• _Description of the task_: Set down, word for word, the stretch of lines from the one containing "of the electrical" to the end of the records below.

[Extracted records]

====

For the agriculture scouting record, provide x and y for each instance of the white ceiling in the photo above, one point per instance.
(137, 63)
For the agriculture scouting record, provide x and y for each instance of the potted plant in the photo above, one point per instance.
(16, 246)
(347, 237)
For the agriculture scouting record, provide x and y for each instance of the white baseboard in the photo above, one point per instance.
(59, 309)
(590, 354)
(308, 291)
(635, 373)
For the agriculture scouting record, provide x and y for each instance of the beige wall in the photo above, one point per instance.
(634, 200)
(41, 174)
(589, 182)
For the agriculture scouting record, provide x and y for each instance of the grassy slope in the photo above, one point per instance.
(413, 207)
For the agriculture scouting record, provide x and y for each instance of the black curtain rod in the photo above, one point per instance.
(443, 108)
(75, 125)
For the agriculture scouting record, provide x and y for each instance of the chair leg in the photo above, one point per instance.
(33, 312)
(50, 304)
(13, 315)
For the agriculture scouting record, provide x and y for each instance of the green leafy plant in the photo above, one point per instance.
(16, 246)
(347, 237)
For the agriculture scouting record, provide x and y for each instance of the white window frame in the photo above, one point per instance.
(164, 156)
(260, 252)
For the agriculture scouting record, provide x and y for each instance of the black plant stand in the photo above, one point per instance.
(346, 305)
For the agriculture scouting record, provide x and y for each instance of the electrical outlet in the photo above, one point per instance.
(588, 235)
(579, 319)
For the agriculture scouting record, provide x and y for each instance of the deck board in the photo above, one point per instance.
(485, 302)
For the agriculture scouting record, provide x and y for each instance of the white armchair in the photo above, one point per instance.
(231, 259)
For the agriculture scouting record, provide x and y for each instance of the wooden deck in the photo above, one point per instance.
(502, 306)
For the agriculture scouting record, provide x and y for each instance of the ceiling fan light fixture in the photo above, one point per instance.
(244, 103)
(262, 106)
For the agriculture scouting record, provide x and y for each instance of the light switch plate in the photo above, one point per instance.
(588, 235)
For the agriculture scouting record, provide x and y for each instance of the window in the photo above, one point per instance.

====

• _Response_:
For the agriculture scouting record, provide x and y for each instance of the electrical outlet in the photo above, one point per instance.
(588, 235)
(579, 319)
For the agriculture scouting record, provide x and y for each instance of the deck board in the photo above, one point per instance.
(485, 302)
For the agriculture scouting record, provide x and y for each instance of the white armchair in the photo above, one point per instance.
(231, 259)
For the agriculture scouting record, provide x and y for each instance of the wooden deck in the photo above, one point per instance.
(502, 306)
For the agriculture scouting record, provide x and y for each instance of the ceiling fan light fixture in the photo above, one point per instance.
(244, 103)
(262, 106)
For the agriculture scouting record, provide x and y for each instance of the light switch plate in the photo above, one point per instance.
(588, 235)
For the agriculture scouting record, provide x and y for each instance of the window in the photo above, one point per instance.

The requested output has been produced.